## What needs to be done
Word for word, give the entries back.

◆ ◆ ◆ ◆ ◆

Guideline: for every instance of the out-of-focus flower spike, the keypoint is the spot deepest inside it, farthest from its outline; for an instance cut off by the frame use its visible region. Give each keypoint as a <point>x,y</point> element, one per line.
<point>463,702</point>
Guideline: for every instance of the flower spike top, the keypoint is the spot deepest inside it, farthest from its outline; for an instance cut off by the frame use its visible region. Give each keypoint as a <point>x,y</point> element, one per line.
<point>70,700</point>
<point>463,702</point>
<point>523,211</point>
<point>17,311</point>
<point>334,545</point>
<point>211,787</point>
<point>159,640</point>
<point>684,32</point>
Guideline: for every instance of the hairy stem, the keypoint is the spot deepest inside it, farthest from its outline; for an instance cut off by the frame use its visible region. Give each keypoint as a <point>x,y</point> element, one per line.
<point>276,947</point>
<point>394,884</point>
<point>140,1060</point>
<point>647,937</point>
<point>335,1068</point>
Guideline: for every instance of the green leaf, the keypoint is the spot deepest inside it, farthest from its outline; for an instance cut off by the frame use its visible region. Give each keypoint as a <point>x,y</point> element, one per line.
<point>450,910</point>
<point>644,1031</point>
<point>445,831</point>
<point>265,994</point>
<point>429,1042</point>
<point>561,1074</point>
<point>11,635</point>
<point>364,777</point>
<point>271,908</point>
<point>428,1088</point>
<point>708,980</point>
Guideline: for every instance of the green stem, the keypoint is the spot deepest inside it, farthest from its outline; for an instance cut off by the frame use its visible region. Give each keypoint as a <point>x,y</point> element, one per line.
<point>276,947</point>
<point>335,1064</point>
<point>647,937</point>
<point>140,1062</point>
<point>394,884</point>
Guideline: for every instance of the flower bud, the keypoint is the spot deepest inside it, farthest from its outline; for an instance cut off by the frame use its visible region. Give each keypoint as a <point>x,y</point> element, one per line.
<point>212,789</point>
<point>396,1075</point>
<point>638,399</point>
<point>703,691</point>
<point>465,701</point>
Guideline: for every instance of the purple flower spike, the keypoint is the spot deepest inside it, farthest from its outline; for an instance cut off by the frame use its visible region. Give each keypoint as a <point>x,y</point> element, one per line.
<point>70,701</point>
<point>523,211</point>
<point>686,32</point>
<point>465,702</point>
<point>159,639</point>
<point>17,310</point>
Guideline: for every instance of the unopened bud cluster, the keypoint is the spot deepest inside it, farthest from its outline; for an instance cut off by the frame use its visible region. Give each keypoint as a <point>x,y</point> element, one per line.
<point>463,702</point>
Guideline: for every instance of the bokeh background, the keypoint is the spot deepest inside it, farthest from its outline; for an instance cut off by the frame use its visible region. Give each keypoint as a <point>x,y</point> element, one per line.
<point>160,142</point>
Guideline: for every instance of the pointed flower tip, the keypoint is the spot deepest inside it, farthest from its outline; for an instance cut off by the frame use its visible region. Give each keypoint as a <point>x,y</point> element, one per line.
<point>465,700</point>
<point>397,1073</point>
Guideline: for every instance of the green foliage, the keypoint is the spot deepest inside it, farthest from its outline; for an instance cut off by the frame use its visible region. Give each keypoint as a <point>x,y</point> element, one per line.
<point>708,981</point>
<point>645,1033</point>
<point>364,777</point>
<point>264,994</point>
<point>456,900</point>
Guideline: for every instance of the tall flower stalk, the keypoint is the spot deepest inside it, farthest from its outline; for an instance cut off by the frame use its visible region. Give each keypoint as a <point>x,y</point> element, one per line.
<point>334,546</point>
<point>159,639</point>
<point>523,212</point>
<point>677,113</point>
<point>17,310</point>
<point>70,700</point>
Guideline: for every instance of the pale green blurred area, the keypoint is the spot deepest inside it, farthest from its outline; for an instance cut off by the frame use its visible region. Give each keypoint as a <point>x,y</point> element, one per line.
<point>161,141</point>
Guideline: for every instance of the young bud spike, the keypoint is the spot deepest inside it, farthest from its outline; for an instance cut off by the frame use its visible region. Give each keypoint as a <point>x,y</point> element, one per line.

◆ ◆ ◆ ◆ ◆

## Answer box
Guideline: for every instance of the out-of-focus flower spike, the keypoint is the spot deepest inside it, farthest from its outline; for an instance cut off by the frame use its visible region. Give each keypoint as a <point>x,y</point> element, one per line.
<point>463,702</point>
Guideline: for every instance of the flower spike top, the keypoint is the spot deepest inside it, farthest from its outline; for an instance cut off by the frame use its visible region. Give each keypoint as a <point>x,y</point> element, one per line.
<point>70,700</point>
<point>463,702</point>
<point>523,211</point>
<point>17,311</point>
<point>334,545</point>
<point>211,787</point>
<point>159,640</point>
<point>684,32</point>
Guideline: for every instance of the hairy stem, the keypoint is the spot deepest inside it, farthest from its outline; for an instance cut off by the frame use its visible region. Give each keypoint as a <point>x,y</point> element, one per line.
<point>276,947</point>
<point>394,884</point>
<point>140,1060</point>
<point>647,937</point>
<point>335,1068</point>
Guideline: for every instance of the green leaf, the keypoint is the spot deepest inside it, farthest from its outline; for an instance cut off by the frame use its visible region. Give each keypoint as a <point>x,y</point> element, one per line.
<point>450,910</point>
<point>644,1031</point>
<point>445,831</point>
<point>265,994</point>
<point>429,1042</point>
<point>561,1074</point>
<point>11,635</point>
<point>364,777</point>
<point>271,908</point>
<point>428,1088</point>
<point>708,980</point>
Guideline: for every instance of the green stem, the keypoint is the spot deepest inside it, farthest from its outline; for an instance cut off by the frame use its visible region. Give each keypoint as a <point>x,y</point> element, one per line.
<point>276,947</point>
<point>335,1064</point>
<point>647,937</point>
<point>140,1062</point>
<point>394,884</point>
Guideline: for every instance of the flower bud, the keypoint is the spot deepest inside it, farthest from its outline; for an instance cut off by the frame use its visible region. Give each keypoint as a <point>x,y</point> element, one per line.
<point>212,789</point>
<point>396,1075</point>
<point>638,399</point>
<point>703,691</point>
<point>465,701</point>
Guideline: for every instance of the purple flower spike, the keypoint is the spot deepest inside it, farthest from its outline; for an instance cut off by the frame use its visible region. Give each keypoint as a <point>x,y</point> element, one per line.
<point>70,701</point>
<point>523,211</point>
<point>686,32</point>
<point>465,702</point>
<point>159,639</point>
<point>17,310</point>
Guideline: for every instance of the unopened bud cluster, the keypoint is the spot deepest inside it, farthest from its outline; for an instance cut off by the frame use its visible region. Give each keypoint as a <point>x,y</point> element, one per line.
<point>463,702</point>
Guideline: for every instance of the bokeh background, the keypoint is the spot deepest inside it, farthest from its outline; for an instance cut off by the frame use its visible region. Give each keypoint as a <point>x,y</point> element, one per line.
<point>160,142</point>
Guideline: for every instance of the pointed flower tip, the keypoint is the spot deepest inside it, farthest from its outline; for an instance cut off by the frame use its visible region. Give each keypoint as a <point>x,y</point> element, one per line.
<point>465,700</point>
<point>397,1073</point>
Guideline: for every instance of the green foliage, the keypoint is the spot deepest inside it, farthest from its outline; for an instance cut off by the frame use its visible region. Give each keypoint as a <point>x,y</point> element, one per line.
<point>708,981</point>
<point>645,1033</point>
<point>364,777</point>
<point>264,994</point>
<point>456,900</point>
Guideline: for every instance of the tall flower stalk, the keypoint is the spot deepest inside it, farthest from its outline; for an instance cut off by the frame use its visible region. Give each keypoint as a <point>x,y</point> element, one per line.
<point>334,546</point>
<point>159,639</point>
<point>523,212</point>
<point>677,113</point>
<point>17,310</point>
<point>70,700</point>
Guideline: for every instance of the pale green blurred area, the keypoint is the spot deepest inside it, farthest from its outline; for an instance cut off by the frame use its visible region. Give each keypoint as a <point>x,y</point> element, one per line.
<point>161,141</point>
Guideline: for every instance of the young bud spike, the keypoint is the spot deepest inside it, farthest from its outline; for an instance cut off by the frame use its visible region. Give each keypoint as a <point>x,y</point> element, one per line.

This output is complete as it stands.